[SET TASK]: Reproduce every record below exactly as it appears.

[SUPPLIED RECORDS]:
##############################
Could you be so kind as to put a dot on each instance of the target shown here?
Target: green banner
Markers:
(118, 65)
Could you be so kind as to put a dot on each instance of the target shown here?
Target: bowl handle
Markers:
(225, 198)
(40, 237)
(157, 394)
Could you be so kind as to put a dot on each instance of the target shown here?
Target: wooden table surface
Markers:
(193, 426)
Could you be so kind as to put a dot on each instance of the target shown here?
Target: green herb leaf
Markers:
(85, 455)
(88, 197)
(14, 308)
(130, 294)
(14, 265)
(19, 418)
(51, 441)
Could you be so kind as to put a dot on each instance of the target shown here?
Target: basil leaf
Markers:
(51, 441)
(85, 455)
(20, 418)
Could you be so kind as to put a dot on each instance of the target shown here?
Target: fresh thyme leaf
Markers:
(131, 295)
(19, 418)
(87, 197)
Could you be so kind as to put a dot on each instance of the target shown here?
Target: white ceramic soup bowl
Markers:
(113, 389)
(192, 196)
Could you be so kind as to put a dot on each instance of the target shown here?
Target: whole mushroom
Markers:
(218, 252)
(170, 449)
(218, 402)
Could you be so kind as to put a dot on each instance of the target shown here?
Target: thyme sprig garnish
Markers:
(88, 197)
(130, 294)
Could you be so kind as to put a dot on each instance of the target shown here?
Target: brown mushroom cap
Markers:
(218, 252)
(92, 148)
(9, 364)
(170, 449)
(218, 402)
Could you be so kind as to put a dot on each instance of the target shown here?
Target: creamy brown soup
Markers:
##############################
[SOLVED PROBLEM]:
Could you be so kind as to put a dot on each instance of the target shown here?
Target: green banner
Markers:
(118, 65)
Could you be so kind as to put a dot on each instance of the target shown here?
Target: bowl handle
Markers:
(225, 198)
(40, 237)
(157, 394)
Could you be so kind as to put a dot on each instance of the target shown here?
Target: wooden table surface
Markers:
(193, 426)
Could you be so kind as to put a dot on each instance of the target shown here?
Target: green herb leaf
Markers:
(85, 455)
(88, 197)
(14, 308)
(130, 294)
(14, 265)
(19, 418)
(51, 441)
Could you be so kind as to put a dot on each instance of the target shown here?
Target: basil leaf
Markers:
(51, 441)
(85, 455)
(20, 418)
Could you be so kind as to put a dot on each instance of the target shown here?
Target: fresh thyme leaf
Markers:
(131, 295)
(19, 418)
(87, 197)
Could you be so kind as to put a dot on each instance of the target shown here?
Target: white ceramic soup bowl
Markers:
(113, 389)
(192, 196)
Could you be so kind as to put a dot on each instance of the target shown here?
Target: whole mushroom
Markers:
(218, 252)
(170, 449)
(218, 402)
Could you be so kind as to put a dot on each instance of the target shown here?
Target: thyme sprig garnish
Markers:
(88, 197)
(130, 294)
Could you be so kind as to put a dot on each instance of the target shown here?
Target: brown mushroom cap
Markers:
(218, 252)
(92, 148)
(9, 364)
(170, 449)
(218, 402)
Could you be so kind as to put a dot on each instance of the target shown here?
Target: creamy brown soup
Markers:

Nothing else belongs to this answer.